LIVRES / L’AMOUR ET LA GUERRE

23.05.2019

par Belkacem Ahcene-Djaballah

Livres 

Les amants de Théveste. Roman historique de Abderrazek Bensalah, Casbah Editions, Alger 2018, 339 pages, 900 dinars 

C’était le temps de la Berbérie byzantine… et deux années à peine avant l’invasion arabe en 647. Une histoire bien méconnue et qui deviendra par la suite plus obscure et plus incertaine… d’autant que la plupart des ouvrages, dont ceux de En Noweiri et d’Ibn Khaldoun, n’ont été composés que près de sept siècles après les événements relatés. 

Le Maghreb était alors, durant environ deux siècles, occupé par les Grecs succédant aux Vandales. La monarchie byzantine avait su s’allier aux Berbères et avait créé une remarquable vitalité… La décadence de l’Empire d’Orient (en raison des vices de l’administration grecque, sa corruption, sa rapacité, ses rigueurs inadéquates, les imprudences et les maladresses…) allait tenter rapidement d’autres peuplades. Ce sera le tour des Arabes. 

Ces derniers avaient déjà commencé par la conquête de la Syrie, de l’Irak, de la Jordanie, de la Palestine, de l’Egypte… En dix années, ils avaient réussi à s’implanter et à convertir les populations à l’Islam. Ils mettront soixante années pour venir à bout du peuple berbère. Une longue histoire – de l’Empire grec en Berbérie – bien compliquée et riche en évènements d’importance. Une histoire difficile à assimiler. Bien sûr, pour faire passer la pilule, il fallait romancer la chose en se basant, cela va de soi, sur des «faits historiques authentiques».

_Problème à traiter_
Recopiez mot pour mot le passage de la critique du roman Les amants de Théveste allant de « Le Maghreb était » jusqu'à « tour des Arabes. » inclus. La liste n'est pas nécessaire ici.

_Extrait de données_
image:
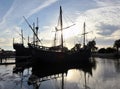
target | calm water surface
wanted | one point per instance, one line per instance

_Résultat de l'exercice_
Le Maghreb était alors, durant environ deux siècles, occupé par les Grecs succédant aux Vandales. La monarchie byzantine avait su s’allier aux Berbères et avait créé une remarquable vitalité… La décadence de l’Empire d’Orient (en raison des vices de l’administration grecque, sa corruption, sa rapacité, ses rigueurs inadéquates, les imprudences et les maladresses…) allait tenter rapidement d’autres peuplades. Ce sera le tour des Arabes.